__Data provided__.
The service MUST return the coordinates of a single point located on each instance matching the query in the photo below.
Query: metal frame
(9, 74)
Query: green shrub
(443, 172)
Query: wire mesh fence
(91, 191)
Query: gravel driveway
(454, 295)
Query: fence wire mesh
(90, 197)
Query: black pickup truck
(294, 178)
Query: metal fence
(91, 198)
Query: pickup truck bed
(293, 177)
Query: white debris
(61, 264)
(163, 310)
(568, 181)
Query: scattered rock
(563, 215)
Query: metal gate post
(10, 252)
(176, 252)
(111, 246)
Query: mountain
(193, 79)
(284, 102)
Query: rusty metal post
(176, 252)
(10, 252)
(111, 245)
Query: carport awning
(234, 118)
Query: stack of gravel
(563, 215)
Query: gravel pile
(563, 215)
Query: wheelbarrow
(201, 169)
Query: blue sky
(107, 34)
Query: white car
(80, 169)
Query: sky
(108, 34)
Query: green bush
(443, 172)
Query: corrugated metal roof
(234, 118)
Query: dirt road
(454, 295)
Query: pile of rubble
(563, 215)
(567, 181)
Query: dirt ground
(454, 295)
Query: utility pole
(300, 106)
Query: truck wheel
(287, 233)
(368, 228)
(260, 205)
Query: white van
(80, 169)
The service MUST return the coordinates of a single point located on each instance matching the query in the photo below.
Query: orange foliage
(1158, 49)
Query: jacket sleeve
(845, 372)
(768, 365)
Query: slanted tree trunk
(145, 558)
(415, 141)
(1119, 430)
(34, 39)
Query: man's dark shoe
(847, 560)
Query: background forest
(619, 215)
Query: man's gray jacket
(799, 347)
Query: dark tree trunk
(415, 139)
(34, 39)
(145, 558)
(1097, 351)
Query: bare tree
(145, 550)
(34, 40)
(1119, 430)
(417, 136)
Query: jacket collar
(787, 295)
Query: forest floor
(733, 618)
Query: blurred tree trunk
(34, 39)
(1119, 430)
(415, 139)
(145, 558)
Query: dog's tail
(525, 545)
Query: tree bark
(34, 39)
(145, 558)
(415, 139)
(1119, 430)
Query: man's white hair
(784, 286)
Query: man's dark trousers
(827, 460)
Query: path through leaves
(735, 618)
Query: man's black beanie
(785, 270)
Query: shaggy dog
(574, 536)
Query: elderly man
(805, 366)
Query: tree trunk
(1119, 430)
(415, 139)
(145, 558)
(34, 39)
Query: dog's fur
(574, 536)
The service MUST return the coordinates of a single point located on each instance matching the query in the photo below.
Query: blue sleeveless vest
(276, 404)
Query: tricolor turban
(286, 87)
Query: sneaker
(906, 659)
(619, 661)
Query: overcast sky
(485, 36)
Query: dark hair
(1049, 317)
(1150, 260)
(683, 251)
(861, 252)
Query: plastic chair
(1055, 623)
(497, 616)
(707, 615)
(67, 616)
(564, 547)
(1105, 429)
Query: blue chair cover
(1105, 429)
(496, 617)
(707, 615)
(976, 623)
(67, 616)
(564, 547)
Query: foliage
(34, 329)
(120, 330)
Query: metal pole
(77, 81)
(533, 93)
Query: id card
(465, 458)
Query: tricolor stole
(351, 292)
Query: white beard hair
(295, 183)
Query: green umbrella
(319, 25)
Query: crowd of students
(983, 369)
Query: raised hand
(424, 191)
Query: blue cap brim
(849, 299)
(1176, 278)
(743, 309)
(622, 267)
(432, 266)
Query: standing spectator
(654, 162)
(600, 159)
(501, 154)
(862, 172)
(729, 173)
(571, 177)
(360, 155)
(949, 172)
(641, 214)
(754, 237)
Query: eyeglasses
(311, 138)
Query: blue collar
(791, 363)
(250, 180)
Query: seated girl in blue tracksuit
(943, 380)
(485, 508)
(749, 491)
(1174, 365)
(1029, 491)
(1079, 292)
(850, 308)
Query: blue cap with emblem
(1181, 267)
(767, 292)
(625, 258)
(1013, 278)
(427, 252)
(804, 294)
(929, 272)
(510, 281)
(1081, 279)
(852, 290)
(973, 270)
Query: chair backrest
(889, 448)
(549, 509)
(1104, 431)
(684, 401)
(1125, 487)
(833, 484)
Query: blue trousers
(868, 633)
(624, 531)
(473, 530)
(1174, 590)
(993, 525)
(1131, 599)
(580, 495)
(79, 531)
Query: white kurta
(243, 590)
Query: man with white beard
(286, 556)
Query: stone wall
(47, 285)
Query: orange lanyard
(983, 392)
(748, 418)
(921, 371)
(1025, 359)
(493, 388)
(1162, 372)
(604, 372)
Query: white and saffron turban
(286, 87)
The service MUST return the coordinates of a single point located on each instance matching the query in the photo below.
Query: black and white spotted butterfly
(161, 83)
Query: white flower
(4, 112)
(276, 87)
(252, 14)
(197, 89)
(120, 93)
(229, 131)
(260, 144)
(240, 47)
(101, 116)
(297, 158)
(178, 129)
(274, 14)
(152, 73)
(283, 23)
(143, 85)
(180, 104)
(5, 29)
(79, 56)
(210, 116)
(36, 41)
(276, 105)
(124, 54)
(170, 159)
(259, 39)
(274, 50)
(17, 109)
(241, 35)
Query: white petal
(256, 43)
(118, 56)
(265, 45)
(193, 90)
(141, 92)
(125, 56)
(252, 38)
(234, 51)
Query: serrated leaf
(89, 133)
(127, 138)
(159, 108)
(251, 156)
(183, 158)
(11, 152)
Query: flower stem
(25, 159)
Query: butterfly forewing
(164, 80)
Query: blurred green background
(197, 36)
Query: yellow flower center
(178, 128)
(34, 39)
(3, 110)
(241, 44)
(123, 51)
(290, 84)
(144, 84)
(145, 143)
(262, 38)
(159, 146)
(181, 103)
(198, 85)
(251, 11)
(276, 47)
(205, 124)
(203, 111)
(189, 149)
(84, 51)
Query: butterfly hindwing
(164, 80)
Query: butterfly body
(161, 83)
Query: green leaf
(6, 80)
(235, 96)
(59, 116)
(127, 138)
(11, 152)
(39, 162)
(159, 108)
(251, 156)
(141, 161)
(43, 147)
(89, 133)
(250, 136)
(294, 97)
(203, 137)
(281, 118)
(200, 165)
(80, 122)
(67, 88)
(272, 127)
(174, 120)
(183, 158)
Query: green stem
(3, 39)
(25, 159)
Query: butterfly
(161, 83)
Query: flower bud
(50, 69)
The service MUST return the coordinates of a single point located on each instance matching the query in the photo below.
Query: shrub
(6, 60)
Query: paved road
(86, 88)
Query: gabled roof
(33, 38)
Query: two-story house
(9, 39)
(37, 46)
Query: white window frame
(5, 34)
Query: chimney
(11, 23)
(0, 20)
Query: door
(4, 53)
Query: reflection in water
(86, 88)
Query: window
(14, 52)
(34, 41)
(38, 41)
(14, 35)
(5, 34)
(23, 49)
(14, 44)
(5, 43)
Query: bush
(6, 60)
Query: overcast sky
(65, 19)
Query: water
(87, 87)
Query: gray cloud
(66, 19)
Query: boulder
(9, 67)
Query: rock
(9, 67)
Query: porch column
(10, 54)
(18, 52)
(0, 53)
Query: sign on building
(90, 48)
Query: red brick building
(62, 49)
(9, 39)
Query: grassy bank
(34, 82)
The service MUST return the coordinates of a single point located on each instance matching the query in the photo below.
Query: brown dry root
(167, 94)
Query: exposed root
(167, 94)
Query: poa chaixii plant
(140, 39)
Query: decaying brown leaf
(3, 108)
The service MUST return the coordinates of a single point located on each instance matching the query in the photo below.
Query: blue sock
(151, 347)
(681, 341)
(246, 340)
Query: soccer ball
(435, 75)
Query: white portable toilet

__Task objective__. Copy each line of the data exactly, please.

__Task answer__.
The service MUST return the coordinates of a single point located on each instance matching the query in the photo below.
Query: metal frame
(9, 74)
Query: green shrub
(443, 172)
Query: wire mesh fence
(91, 191)
Query: gravel driveway
(454, 295)
Query: fence wire mesh
(90, 197)
Query: black pickup truck
(294, 178)
Query: metal fence
(91, 198)
Query: pickup truck bed
(293, 177)
Query: white debris
(61, 264)
(163, 310)
(568, 181)
Query: scattered rock
(563, 215)
Query: metal gate post
(10, 252)
(176, 252)
(111, 246)
Query: mountain
(193, 79)
(284, 102)
Query: rusty metal post
(176, 252)
(10, 252)
(111, 245)
Query: carport awning
(234, 118)
Query: stack of gravel
(563, 215)
Query: gravel pile
(563, 215)
Query: wheelbarrow
(201, 169)
Query: blue sky
(107, 34)
Query: white car
(80, 169)
Query: sky
(108, 34)
Query: green bush
(443, 172)
Query: corrugated metal roof
(234, 118)
Query: dirt road
(454, 295)
Query: pile of rubble
(563, 215)
(567, 181)
Query: dirt ground
(454, 295)
Query: utility pole
(300, 106)
Query: truck wheel
(287, 233)
(368, 228)
(260, 205)
Query: white van
(80, 169)
The service MUST return the coordinates of a single point located on each instance matching the query in the photo below.
Query: orange foliage
(1158, 49)
Query: jacket sleeve
(845, 372)
(768, 365)
Query: slanted tree trunk
(145, 558)
(415, 141)
(1119, 430)
(34, 39)
Query: man's dark shoe
(847, 560)
Query: background forest
(619, 215)
Query: man's gray jacket
(799, 347)
Query: dark tree trunk
(415, 139)
(34, 39)
(145, 558)
(1097, 351)
Query: bare tree
(145, 550)
(34, 40)
(1119, 430)
(417, 136)
Query: jacket collar
(787, 295)
Query: forest floor
(733, 618)
Query: blurred tree trunk
(34, 39)
(1119, 430)
(415, 139)
(145, 558)
Query: dog's tail
(525, 545)
Query: tree bark
(34, 39)
(145, 558)
(415, 139)
(1119, 430)
Query: man's white hair
(784, 286)
Query: man's dark trousers
(827, 460)
Query: path through leaves
(735, 618)
Query: man's black beanie
(785, 270)
Query: shaggy dog
(574, 536)
Query: elderly man
(805, 366)
Query: tree trunk
(1119, 430)
(415, 139)
(145, 558)
(34, 39)
Query: dog's fur
(574, 536)
The service MUST return the coordinates of a single point located on each instance matching the query in the photo below.
Query: blue sleeveless vest
(276, 404)
Query: tricolor turban
(286, 87)
Query: sneaker
(906, 659)
(619, 661)
Query: overcast sky
(485, 36)
Query: dark hair
(1049, 317)
(1150, 260)
(683, 251)
(861, 252)
Query: plastic chair
(1055, 623)
(497, 616)
(707, 615)
(67, 616)
(564, 547)
(1105, 429)
Query: blue chair cover
(1105, 429)
(496, 617)
(707, 615)
(976, 623)
(67, 616)
(564, 547)
Query: foliage
(34, 329)
(120, 330)
Query: metal pole
(77, 81)
(533, 93)
Query: id card
(465, 458)
Query: tricolor stole
(351, 292)
Query: white beard hair
(295, 183)
Query: green umbrella
(319, 25)
Query: crowd of students
(983, 369)
Query: raised hand
(424, 191)
Query: blue cap brim
(849, 299)
(1176, 278)
(743, 309)
(622, 267)
(432, 266)
Query: standing spectator
(654, 162)
(600, 159)
(501, 154)
(862, 172)
(729, 173)
(571, 177)
(360, 155)
(949, 172)
(641, 214)
(754, 237)
Query: eyeglasses
(311, 138)
Query: blue collar
(791, 363)
(250, 180)
Query: seated girl in blue tracksuit
(943, 380)
(485, 508)
(749, 491)
(1174, 365)
(1029, 491)
(1079, 292)
(850, 308)
Query: blue cap with emblem
(1181, 267)
(767, 292)
(625, 258)
(1013, 278)
(427, 252)
(804, 294)
(929, 272)
(510, 281)
(1081, 279)
(852, 290)
(973, 270)
Query: chair backrest
(889, 448)
(549, 509)
(1104, 431)
(684, 401)
(1125, 487)
(833, 484)
Query: blue trousers
(868, 633)
(624, 531)
(473, 530)
(1174, 590)
(993, 525)
(1131, 599)
(580, 495)
(79, 531)
Query: white kurta
(243, 590)
Query: man with white beard
(286, 556)
Query: stone wall
(47, 285)
Query: orange lanyard
(983, 392)
(748, 418)
(921, 371)
(1025, 359)
(493, 388)
(1162, 372)
(604, 372)
Query: white and saffron turban
(286, 87)
The service MUST return the coordinates of a single point located on each instance matching the query in the photo below.
Query: black and white spotted butterfly
(161, 83)
Query: white flower
(4, 112)
(276, 87)
(252, 14)
(197, 89)
(120, 93)
(229, 131)
(260, 144)
(240, 47)
(101, 116)
(297, 158)
(178, 129)
(274, 14)
(152, 73)
(283, 23)
(143, 85)
(180, 104)
(5, 29)
(79, 56)
(210, 116)
(36, 41)
(276, 105)
(124, 54)
(170, 159)
(259, 39)
(274, 50)
(17, 109)
(241, 35)
Query: white petal
(256, 43)
(118, 56)
(265, 45)
(193, 90)
(141, 92)
(125, 56)
(252, 38)
(234, 51)
Query: serrated leaf
(89, 133)
(127, 138)
(159, 108)
(251, 156)
(183, 158)
(11, 152)
Query: flower stem
(25, 159)
Query: butterfly forewing
(164, 80)
Query: blurred green background
(197, 36)
Query: yellow flower center
(178, 128)
(34, 39)
(3, 110)
(241, 44)
(123, 51)
(290, 84)
(144, 84)
(145, 143)
(262, 38)
(159, 146)
(181, 103)
(198, 85)
(251, 11)
(276, 47)
(205, 124)
(203, 111)
(189, 149)
(84, 51)
Query: butterfly hindwing
(164, 80)
Query: butterfly body
(161, 83)
Query: green leaf
(6, 80)
(235, 96)
(59, 116)
(127, 138)
(11, 152)
(39, 162)
(159, 108)
(251, 156)
(141, 161)
(43, 147)
(89, 133)
(250, 136)
(294, 97)
(203, 137)
(281, 118)
(200, 165)
(80, 122)
(67, 88)
(272, 127)
(174, 120)
(183, 158)
Query: green stem
(3, 39)
(25, 159)
Query: butterfly
(161, 83)
Query: flower bud
(50, 69)
The service MUST return the coordinates of a single point located on each instance matching the query in the photo below.
Query: shrub
(6, 60)
Query: paved road
(86, 88)
Query: gabled roof
(33, 38)
Query: two-story house
(9, 39)
(37, 46)
Query: white window frame
(5, 34)
Query: chimney
(11, 23)
(0, 20)
Query: door
(4, 53)
Query: reflection in water
(86, 88)
Query: window
(14, 52)
(34, 41)
(38, 41)
(14, 35)
(5, 34)
(23, 49)
(14, 44)
(5, 43)
Query: bush
(6, 60)
Query: overcast sky
(65, 19)
Query: water
(87, 87)
Query: gray cloud
(66, 19)
Query: boulder
(9, 67)
Query: rock
(9, 67)
Query: porch column
(10, 54)
(18, 52)
(0, 53)
Query: sign on building
(90, 48)
Query: red brick building
(62, 49)
(9, 39)
Query: grassy bank
(34, 82)
The service MUST return the coordinates of a single point located on each instance matching the query in the photo below.
Query: brown dry root
(167, 94)
Query: exposed root
(167, 94)
Query: poa chaixii plant
(140, 39)
Query: decaying brown leaf
(3, 108)
The service MUST return the coordinates of a single point located on each instance matching the query in the photo below.
Query: blue sock
(151, 347)
(681, 341)
(246, 340)
Query: soccer ball
(435, 75)
Query: white portable toilet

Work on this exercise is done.